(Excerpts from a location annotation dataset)
•••

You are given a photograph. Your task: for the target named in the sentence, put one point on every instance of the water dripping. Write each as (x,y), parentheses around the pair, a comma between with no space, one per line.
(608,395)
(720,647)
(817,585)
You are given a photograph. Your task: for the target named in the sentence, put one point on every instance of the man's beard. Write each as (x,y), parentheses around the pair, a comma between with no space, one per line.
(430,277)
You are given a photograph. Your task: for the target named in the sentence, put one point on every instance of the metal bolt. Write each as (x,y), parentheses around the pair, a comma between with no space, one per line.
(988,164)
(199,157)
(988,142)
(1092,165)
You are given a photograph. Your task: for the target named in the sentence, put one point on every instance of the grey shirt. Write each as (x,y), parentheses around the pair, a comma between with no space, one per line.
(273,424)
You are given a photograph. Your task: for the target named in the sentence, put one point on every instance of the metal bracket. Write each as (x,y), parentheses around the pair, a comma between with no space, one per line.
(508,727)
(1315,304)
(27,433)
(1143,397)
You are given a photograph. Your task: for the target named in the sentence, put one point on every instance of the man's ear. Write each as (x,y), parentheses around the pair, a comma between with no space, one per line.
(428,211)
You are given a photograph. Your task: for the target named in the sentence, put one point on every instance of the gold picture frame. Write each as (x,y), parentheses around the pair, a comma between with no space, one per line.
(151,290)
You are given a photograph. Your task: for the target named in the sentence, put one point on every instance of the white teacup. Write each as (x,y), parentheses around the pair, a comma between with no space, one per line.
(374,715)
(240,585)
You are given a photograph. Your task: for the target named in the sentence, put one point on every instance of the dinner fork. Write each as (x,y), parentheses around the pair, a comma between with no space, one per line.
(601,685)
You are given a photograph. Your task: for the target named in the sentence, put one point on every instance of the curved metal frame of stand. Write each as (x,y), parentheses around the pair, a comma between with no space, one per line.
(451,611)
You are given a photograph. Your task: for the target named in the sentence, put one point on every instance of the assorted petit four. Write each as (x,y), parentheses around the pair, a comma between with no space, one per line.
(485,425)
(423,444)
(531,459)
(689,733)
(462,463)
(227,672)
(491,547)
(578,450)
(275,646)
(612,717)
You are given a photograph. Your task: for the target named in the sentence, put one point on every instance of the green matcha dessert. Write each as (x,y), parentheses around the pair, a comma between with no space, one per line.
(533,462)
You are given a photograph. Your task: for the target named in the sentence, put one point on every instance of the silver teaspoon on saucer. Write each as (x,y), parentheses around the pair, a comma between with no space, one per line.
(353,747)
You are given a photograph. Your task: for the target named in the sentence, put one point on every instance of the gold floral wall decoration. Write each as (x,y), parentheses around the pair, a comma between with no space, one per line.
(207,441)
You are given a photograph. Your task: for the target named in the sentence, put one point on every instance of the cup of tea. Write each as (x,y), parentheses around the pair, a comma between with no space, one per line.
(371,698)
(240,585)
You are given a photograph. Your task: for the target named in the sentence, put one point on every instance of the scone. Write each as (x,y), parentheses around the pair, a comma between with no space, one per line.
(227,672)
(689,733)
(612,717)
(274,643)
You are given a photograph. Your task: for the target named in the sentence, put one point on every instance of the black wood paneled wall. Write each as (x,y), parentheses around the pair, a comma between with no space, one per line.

•••

◆ Exercise details:
Reproduce word for word everything in the data above, from the line containing "of the assorted" down to the last line of the data.

◆ Finished exercise:
You are given a photograph. Your task: for the target named in the sentence, put one point on every instance of the assorted petit four. Write each as (x,y), parentheses around the pair, a comma between with no space, one per line.
(485,425)
(423,444)
(531,459)
(689,733)
(462,463)
(227,672)
(491,547)
(578,450)
(275,646)
(612,717)
You are given a photograph. Your task: for the target named in the sentence, put one point on every instance of the green matcha dessert. Write each as (x,y), parentheses around the pair, a comma between with no space, one per line.
(533,462)
You are given a photograph. Your task: for the target named in the sentence, put one point on every instance of the silver teaspoon on saucer. Write each as (x,y), parentheses around the pair, a comma between with no space, one per line.
(353,747)
You are given a photograph. Your task: for the target named in the sentence, put one point on every instance of the gold floral wall decoration. Write each as (x,y), parentheses around the pair, a comma between with no space, one per line.
(207,441)
You are given a photograph. Your task: for the target named in the sentence, put one point on every instance of the cup of tea. Write each as (x,y), parentheses around the pair, a comma between with no space, one per line.
(371,698)
(240,585)
You are given a photograph. Your task: for the target named in the sentence, put one point on every instance of the scone. Write each as (x,y), parentheses around the pair, a comma between with no space, one per line.
(227,672)
(689,733)
(612,717)
(274,643)
You are given a photograph. Your task: for the target named in the sentence, put one point on every instance of the black wood paneled wall. Write each as (x,y), parentheses around the pair, a comma between with no space, one per line.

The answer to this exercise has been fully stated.